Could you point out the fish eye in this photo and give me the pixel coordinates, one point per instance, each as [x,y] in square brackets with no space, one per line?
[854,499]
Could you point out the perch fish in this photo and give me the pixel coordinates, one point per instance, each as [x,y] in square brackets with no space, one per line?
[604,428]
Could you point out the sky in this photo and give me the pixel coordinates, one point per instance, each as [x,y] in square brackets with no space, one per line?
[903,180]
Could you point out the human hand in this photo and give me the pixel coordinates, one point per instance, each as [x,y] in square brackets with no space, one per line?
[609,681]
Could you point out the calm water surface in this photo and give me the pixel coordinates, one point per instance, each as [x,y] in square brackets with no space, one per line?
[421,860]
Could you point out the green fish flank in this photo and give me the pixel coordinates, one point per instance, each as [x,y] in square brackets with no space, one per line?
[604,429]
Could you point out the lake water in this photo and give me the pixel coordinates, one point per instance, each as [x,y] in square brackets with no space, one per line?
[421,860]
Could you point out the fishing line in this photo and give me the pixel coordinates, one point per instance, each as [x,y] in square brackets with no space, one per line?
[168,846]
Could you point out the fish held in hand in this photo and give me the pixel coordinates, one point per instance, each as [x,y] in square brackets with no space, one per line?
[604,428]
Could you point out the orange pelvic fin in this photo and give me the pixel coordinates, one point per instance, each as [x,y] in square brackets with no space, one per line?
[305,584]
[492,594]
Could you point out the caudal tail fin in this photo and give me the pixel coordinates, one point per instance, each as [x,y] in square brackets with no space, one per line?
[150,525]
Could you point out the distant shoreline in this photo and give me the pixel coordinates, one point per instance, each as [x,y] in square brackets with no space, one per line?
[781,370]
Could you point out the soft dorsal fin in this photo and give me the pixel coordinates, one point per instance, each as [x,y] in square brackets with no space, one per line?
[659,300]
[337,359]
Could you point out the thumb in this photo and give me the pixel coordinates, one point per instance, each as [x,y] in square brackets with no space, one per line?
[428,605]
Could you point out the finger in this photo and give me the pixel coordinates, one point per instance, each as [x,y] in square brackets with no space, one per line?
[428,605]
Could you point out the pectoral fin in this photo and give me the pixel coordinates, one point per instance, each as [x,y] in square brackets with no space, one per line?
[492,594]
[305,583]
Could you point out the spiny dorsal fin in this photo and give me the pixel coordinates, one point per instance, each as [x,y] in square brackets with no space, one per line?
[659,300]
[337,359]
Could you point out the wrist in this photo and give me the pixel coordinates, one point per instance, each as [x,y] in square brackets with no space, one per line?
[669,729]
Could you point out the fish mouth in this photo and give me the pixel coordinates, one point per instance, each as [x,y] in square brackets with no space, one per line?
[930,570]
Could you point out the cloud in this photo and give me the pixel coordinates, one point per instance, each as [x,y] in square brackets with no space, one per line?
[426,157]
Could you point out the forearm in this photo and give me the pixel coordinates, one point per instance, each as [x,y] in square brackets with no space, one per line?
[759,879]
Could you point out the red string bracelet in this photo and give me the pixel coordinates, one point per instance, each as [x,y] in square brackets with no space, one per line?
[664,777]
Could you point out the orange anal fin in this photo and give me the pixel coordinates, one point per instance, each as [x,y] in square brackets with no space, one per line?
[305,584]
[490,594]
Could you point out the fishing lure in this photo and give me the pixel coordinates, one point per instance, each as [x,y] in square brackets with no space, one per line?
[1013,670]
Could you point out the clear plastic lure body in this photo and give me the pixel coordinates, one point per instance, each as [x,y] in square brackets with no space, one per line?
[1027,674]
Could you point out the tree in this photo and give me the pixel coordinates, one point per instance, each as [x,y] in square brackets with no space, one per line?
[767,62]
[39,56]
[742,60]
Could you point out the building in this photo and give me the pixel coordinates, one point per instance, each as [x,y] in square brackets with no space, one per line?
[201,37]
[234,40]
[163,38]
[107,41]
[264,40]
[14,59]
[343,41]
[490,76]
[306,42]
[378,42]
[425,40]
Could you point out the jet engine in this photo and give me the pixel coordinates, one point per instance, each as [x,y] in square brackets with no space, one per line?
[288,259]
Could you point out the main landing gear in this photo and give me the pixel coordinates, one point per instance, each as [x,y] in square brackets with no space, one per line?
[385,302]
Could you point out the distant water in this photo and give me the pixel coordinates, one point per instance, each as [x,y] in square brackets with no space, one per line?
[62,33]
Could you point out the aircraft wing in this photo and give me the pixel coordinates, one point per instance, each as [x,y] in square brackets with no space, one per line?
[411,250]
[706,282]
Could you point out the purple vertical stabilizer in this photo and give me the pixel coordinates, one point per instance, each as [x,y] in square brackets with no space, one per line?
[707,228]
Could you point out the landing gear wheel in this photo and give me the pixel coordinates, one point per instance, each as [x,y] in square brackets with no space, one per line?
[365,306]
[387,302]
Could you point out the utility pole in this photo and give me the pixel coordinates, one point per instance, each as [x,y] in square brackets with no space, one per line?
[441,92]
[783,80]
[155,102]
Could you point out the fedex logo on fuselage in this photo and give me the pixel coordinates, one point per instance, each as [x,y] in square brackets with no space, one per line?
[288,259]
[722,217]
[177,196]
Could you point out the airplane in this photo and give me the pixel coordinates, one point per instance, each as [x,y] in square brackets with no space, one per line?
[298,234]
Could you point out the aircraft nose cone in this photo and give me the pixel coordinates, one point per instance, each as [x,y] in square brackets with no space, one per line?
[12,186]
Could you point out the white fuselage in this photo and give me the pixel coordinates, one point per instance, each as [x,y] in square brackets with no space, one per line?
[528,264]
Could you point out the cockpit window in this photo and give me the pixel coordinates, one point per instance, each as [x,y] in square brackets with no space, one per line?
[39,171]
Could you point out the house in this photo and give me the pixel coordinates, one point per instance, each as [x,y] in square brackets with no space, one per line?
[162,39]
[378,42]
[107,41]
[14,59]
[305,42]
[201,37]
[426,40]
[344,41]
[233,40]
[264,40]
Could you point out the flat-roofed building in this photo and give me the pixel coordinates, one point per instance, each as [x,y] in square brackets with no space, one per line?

###

## Short task:
Render all of the entries above as a JSON list of strings, one string per line, with any blank lines left out.

## The response:
[
  "Could you point out the fish eye in this photo and give me the pixel coordinates, one point per instance, each as [x,y] in square brackets with no space, one per line?",
  "[854,499]",
  "Could you point out the perch fish in this photo and give me the pixel coordinates, one point per instance, each as [x,y] in square brackets with no space, one per line?",
  "[604,428]",
  "Could you point out the sky in this photo and give me the pixel coordinates, one point per instance, each as [x,y] in square brackets with no space, one per line?",
  "[903,180]",
  "Could you point out the human hand in this photo and give me the pixel coordinates, one point per instance, each as [x,y] in square brackets with no space, one per line?",
  "[609,681]",
  "Could you point out the calm water surface in this photo and give me the pixel coordinates, one point per instance, each as [x,y] in square brackets with no space, one per line?",
  "[421,860]",
  "Could you point out the green fish flank in this photo and give me the pixel coordinates, one point per instance, each as [x,y] in square brackets with no space, one per line?",
  "[604,429]",
  "Could you point out the lake water in this photo and give me the pixel coordinates, one point per instance, each as [x,y] in square brackets with no space, one per line?",
  "[421,860]",
  "Could you point out the fishing line in this photo and give me the pixel coordinates, one point per instance, each as [x,y] in square brackets with no space, one per line?",
  "[168,846]",
  "Could you point out the fish held in hand in this photo and give me the pixel coordinates, one point per instance, each as [x,y] in square brackets with no space, one per line?",
  "[604,428]",
  "Could you point out the orange pelvic fin in this photo and give me the pixel coordinates, one point per instance, each as [x,y] in square brackets with no space, one per line?",
  "[305,584]",
  "[492,594]",
  "Could you point out the caudal tail fin in this photo and give me the pixel coordinates, one point per instance, each as [x,y] in square brackets with no space, one per line?",
  "[150,525]",
  "Could you point out the distant shoreline in this photo and give me the pixel coordinates, one point per instance, each as [x,y] in square brackets with no space, one per line?",
  "[781,370]",
  "Could you point out the soft dorsal fin in this photo and give me the pixel coordinates, one point per instance, each as [x,y] in square brackets with no space, one per line?",
  "[659,300]",
  "[337,359]",
  "Could you point out the thumb in this photo and give me the pixel coordinates, one point per instance, each as [x,y] in square brackets with no space, one per line?",
  "[428,605]",
  "Could you point out the finger in this photo and give me the pixel coordinates, one point per instance, each as [x,y] in square brackets with no space, one per line?",
  "[428,605]",
  "Could you point out the pectoral fin in this photo and give me the pixel coordinates, one point per instance, each as [x,y] in square brackets with no space, one per line?",
  "[492,594]",
  "[305,583]",
  "Could you point out the spiny dorsal fin in this photo and give me the pixel coordinates, one point per instance, each as [x,y] in square brackets with no space, one per line?",
  "[659,300]",
  "[337,359]",
  "Could you point out the wrist in this photo and give me the pixel coordinates, one point per instance, each as [x,y] in square brackets with no space, one per line?",
  "[669,729]",
  "Could you point out the fish mouth in this photo and give me the pixel coordinates, one point per instance, each as [x,y] in square brackets with no space, one per line?",
  "[930,570]",
  "Could you point out the cloud in this photo and give me the pixel coordinates, one point per instance, each as [x,y] in square brackets with no space, one per line?",
  "[426,157]",
  "Could you point out the forearm in this photo and give me the pixel coordinates, one point per instance, each as [x,y] in square brackets with no space, one per line?",
  "[759,879]",
  "Could you point out the red string bracelet in this photo and give me the pixel coordinates, one point per instance, each as [x,y] in square brackets with no space, one per line?",
  "[664,777]",
  "Could you point out the orange anal fin in this photo and give me the pixel coordinates, one point per instance, each as [x,y] in square brackets with no space, one per line?",
  "[305,584]",
  "[490,594]",
  "Could you point out the fishing lure in this photo and give me the pixel coordinates, one point per instance, each as [x,y] in square brackets with no space, one per line?",
  "[1013,670]",
  "Could you point out the clear plastic lure body in this photo and give me the pixel coordinates, one point per instance, each as [x,y] in square brackets with no space, one per line?",
  "[1027,674]",
  "Could you point out the tree in this photo and give me the pixel coordinates, one point per instance, each as [x,y] in square brackets with no space, one per line?",
  "[767,62]",
  "[39,56]",
  "[742,60]",
  "Could you point out the building in this photo and give me the pixel coordinates, one point per instance, each as [x,y] in square brackets with no space, one per line?",
  "[201,37]",
  "[234,40]",
  "[163,38]",
  "[107,41]",
  "[264,40]",
  "[14,59]",
  "[343,41]",
  "[490,76]",
  "[306,42]",
  "[378,42]",
  "[425,40]",
  "Could you point out the jet engine in this photo and give me the pixel coordinates, one point per instance, each as [x,y] in square brackets with no space, one per line?",
  "[288,259]",
  "Could you point out the main landing gear in this photo and give me the pixel coordinates, one point per instance, each as [x,y] in square brackets with no space, one per line?",
  "[385,302]",
  "Could you point out the distant water in this photo and give me the pixel coordinates, one point per instance, each as [x,y] in square brackets with no space, one per line?",
  "[62,33]",
  "Could you point out the aircraft wing in this photo and give me the pixel coordinates, one point per instance, each as [x,y] in square brackets with no space, one per line?",
  "[411,250]",
  "[706,282]",
  "Could you point out the purple vertical stabilizer in this photo and give me the pixel coordinates, one point per instance, each as [x,y] in square brackets with no space, one per line?",
  "[707,228]",
  "Could you point out the landing gear wheel in this photo and give me the pixel coordinates, one point per instance, each as [x,y] in square brackets with no space, one per line?",
  "[365,306]",
  "[387,302]",
  "Could you point out the utility pole in this photo and give me the pixel coordinates, one point per instance, each as [x,y] in square brackets with no space, one per line?",
  "[441,92]",
  "[783,80]",
  "[155,102]",
  "Could you point out the fedex logo on fuselage in this photo and give me the pixel coordinates, one point per instance, each as [x,y] in square brackets with no space, one per line?",
  "[288,259]",
  "[722,217]",
  "[177,196]",
  "Could you point out the airplane in this photo and give me the pixel coordinates, one point per instance, each as [x,y] in square brackets with no space, one per line?",
  "[298,234]",
  "Could you point out the aircraft nose cone in this photo and give me the pixel coordinates, one point per instance, each as [x,y] in square brackets with no space, one per line?",
  "[12,186]",
  "Could you point out the white fuselage in this photo and give me the pixel coordinates, one point per instance, each as [x,y] in square brackets with no space, one per line?",
  "[528,264]",
  "Could you point out the cockpit window in this photo and give me the pixel coordinates, one point per instance, each as [x,y] in square brackets with no space, one per line?",
  "[39,171]",
  "Could you point out the house in this photo and give me the pixel coordinates, one point per instance, each as [x,y] in square brackets with no space, one per line?",
  "[162,39]",
  "[378,42]",
  "[107,41]",
  "[14,59]",
  "[305,42]",
  "[201,37]",
  "[426,40]",
  "[344,41]",
  "[233,40]",
  "[264,40]",
  "Could you point out the flat-roofed building in this photo and give me the pixel coordinates, one point per instance, each as [x,y] in square brackets with no space, one per line?"
]